Would you retype all of these records exactly?

▶ INFORMATION GIVEN
* BEGIN *
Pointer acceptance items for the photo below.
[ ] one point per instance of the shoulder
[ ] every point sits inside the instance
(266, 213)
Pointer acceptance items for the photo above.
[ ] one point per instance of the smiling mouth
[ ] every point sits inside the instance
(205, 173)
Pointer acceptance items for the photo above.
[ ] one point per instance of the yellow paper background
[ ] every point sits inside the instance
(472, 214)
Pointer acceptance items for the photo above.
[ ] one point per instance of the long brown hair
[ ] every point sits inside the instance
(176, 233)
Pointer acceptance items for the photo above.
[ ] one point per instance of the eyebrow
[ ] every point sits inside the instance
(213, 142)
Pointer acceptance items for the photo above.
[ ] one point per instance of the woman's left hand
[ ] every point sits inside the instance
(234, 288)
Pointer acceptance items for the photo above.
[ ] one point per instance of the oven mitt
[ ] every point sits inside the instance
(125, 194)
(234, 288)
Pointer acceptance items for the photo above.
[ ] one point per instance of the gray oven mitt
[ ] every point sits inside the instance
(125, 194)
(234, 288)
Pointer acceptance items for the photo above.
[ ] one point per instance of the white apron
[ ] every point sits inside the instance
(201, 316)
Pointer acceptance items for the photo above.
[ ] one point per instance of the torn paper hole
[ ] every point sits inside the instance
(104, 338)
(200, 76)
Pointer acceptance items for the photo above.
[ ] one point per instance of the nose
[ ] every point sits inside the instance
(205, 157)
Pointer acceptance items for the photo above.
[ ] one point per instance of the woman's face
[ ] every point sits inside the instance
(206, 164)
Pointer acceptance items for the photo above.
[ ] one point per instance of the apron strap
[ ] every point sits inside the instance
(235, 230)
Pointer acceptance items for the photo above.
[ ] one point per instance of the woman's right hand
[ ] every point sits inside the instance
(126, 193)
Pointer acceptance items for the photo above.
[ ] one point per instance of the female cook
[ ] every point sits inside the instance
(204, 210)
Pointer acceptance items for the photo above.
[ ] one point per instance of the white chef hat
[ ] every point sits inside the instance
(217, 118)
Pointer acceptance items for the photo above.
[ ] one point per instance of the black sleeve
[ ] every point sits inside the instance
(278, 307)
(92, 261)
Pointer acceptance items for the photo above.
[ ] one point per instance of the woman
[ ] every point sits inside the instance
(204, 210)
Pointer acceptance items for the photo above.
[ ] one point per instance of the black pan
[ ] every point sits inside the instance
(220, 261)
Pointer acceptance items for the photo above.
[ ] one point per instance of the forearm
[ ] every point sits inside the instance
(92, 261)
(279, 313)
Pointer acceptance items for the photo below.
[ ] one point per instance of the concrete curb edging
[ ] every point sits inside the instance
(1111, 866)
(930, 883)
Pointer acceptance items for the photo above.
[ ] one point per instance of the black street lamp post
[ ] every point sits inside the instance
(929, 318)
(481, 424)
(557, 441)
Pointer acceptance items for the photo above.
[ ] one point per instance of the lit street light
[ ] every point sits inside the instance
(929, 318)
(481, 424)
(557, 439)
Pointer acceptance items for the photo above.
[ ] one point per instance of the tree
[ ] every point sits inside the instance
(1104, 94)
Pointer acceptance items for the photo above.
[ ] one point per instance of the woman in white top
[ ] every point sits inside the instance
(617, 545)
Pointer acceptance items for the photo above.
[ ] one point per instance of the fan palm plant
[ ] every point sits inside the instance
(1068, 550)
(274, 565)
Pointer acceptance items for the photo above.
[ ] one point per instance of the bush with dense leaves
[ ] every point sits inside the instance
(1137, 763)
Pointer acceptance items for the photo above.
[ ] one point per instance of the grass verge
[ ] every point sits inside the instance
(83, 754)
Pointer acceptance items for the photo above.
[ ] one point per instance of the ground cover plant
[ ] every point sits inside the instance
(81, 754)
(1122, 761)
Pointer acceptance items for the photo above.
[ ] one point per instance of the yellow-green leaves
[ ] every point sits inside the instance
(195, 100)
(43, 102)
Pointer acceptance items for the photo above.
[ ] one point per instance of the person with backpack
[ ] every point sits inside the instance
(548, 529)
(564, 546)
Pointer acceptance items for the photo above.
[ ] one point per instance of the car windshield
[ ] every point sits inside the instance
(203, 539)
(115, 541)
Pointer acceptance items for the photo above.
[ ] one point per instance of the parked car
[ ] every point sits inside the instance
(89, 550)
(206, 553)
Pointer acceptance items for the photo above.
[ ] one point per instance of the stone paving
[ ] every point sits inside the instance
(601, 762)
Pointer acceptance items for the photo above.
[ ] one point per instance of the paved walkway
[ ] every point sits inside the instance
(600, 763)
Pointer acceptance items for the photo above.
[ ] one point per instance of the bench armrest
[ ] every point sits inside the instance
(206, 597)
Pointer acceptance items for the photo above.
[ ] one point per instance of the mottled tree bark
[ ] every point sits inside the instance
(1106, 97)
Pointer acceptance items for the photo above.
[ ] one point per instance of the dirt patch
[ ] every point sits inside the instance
* END *
▶ SOLVED EXERCISE
Pointer acceptance items for the photo below.
[ ] one point per instance of the shoulder
[ ] every point sits inside the instance
(266, 213)
Pointer acceptance items for the photo above.
[ ] one point per instance of the smiling mouth
[ ] every point sits inside the instance
(205, 173)
Pointer acceptance items for the photo above.
[ ] one point per instance of the yellow paper background
[ ] every point sits inside the instance
(472, 214)
Pointer acceptance items for the photo above.
[ ] one point per instance of the long brown hair
[ ] every point sits inside the instance
(176, 233)
Pointer acceptance items for the photo above.
[ ] one point per instance of the eyebrow
[ ] every point sits inside the instance
(213, 142)
Pointer acceptance items for the photo above.
[ ] one point per instance of the woman's left hand
[ ] every point sits inside the instance
(234, 288)
Pointer acceptance items for the photo above.
[ ] one point per instance of the oven mitt
[ ] every point sits inside the instance
(125, 194)
(234, 288)
Pointer acceptance items for the photo above.
[ ] one point per instance of the gray oven mitt
[ ] every point sits inside the instance
(125, 194)
(234, 288)
Pointer acceptance items for the photo above.
[ ] one point per instance of the white apron
[ ] every point sits inside the instance
(201, 316)
Pointer acceptance items for the photo above.
[ ] one point per instance of the torn paper hole
[ ] every point sits inside the instance
(104, 338)
(200, 76)
Pointer acceptance items for the photo above.
[ ] one point per instance of the nose
[ ] every point sits inside the instance
(205, 157)
Pointer acceptance items for the photo above.
[ ] one point per instance of the woman's face
[ ] every point sits inside the instance
(206, 164)
Pointer acceptance items for the photo above.
[ ] one point per instance of the apron strap
[ ] every point sits inside the instance
(235, 230)
Pointer acceptance items for the photo above.
[ ] one point per instance of the woman's right hand
[ ] every point sits inside the instance
(126, 193)
Pointer acceptance items for the photo above.
[ ] one point per instance of the female cook
[ ] every point sits inside the instance
(204, 210)
Pointer acceptance items for the photo above.
[ ] one point per instance of the white chef hat
[ ] every point sits inside the instance
(217, 118)
Pointer acceptance items for the photo above.
[ ] one point per instance of the black sleeve
[ ] every point sits inside the instance
(278, 307)
(92, 261)
Pointer acceptance items for the photo above.
[ ] one point per instance of the woman
[ ] every point sits inside the instance
(204, 210)
Pointer acceptance items for the photo above.
[ ] one point per instance of the black pan
[ ] every point sits inside the instance
(220, 261)
Pointer acceptance items for the photo above.
[ ] one point per instance of the forearm
[ ] every point sits inside the instance
(92, 261)
(279, 313)
Pointer acceptance items for the photo below.
[ ] one point per instance of the concrete curb edging
[ ] every point sits inside the instance
(1111, 866)
(930, 883)
Pointer acceptance items for the photo above.
[ ] one point per instance of the black street lamp post
[ ] every point sits inside the instance
(929, 318)
(481, 424)
(557, 441)
Pointer acceptance items for the photo above.
[ ] one point per instance of the lit street light
[ ] every point sits inside the instance
(929, 318)
(481, 424)
(557, 439)
Pointer acceptance items for the photo above.
[ ] one point per instance of the tree
[ ] every point sits inside the instance
(1104, 94)
Pointer acceptance items for the photo above.
[ ] one point per instance of the woman in white top
[ ] every point sits inside the instance
(617, 545)
Pointer acceptance items for the photo above.
[ ] one point per instance of the fan palm plant
[ ] every point sits inside the instance
(1068, 550)
(274, 565)
Pointer acceptance items for the photo above.
[ ] one point per instance of the bush with dense leaves
[ ] every point sits inside the instance
(1137, 763)
Pointer acceptance items for the photo above.
[ ] one point per instance of the grass verge
[ ] every point sits inside the instance
(83, 754)
Pointer acceptance items for the photo above.
[ ] one point per instance of the ground cover plant
[ ] every point sits inside the instance
(81, 754)
(1122, 761)
Pointer acceptance items for the photo above.
[ ] one point per instance of the yellow-green leaves
[ ] every point sits inside the instance
(195, 100)
(43, 102)
Pointer acceptance items for the photo above.
[ ] one point per instance of the person with backpack
[ ] every point sits inside the instance
(548, 529)
(564, 546)
Pointer acceptance items for the photo above.
[ ] one point per instance of the car windshield
[ ] every point sits inside the instance
(203, 539)
(115, 541)
Pointer acceptance items for the photo above.
[ ] one point per instance of the parked car
[ ] every point sits inside the instance
(89, 550)
(206, 553)
Pointer acceptance items for the photo above.
[ ] one point per instance of the stone paving
[ ] every point sits inside the instance
(601, 762)
Pointer acceptance items for the photo above.
[ ] one point per instance of the paved walkway
[ ] every point sits inside the instance
(600, 763)
Pointer acceptance items for the photo above.
[ ] one point per instance of the bench armrest
[ ] every point sits inside the instance
(206, 597)
Pointer acceptance items for the photo above.
[ ] one point per instance of the mottled tree bark
[ ] every point sits inside the instance
(1106, 97)
Pointer acceptance items for the photo above.
[ ] one point per instance of the dirt patch
[ ] every point sits inside the instance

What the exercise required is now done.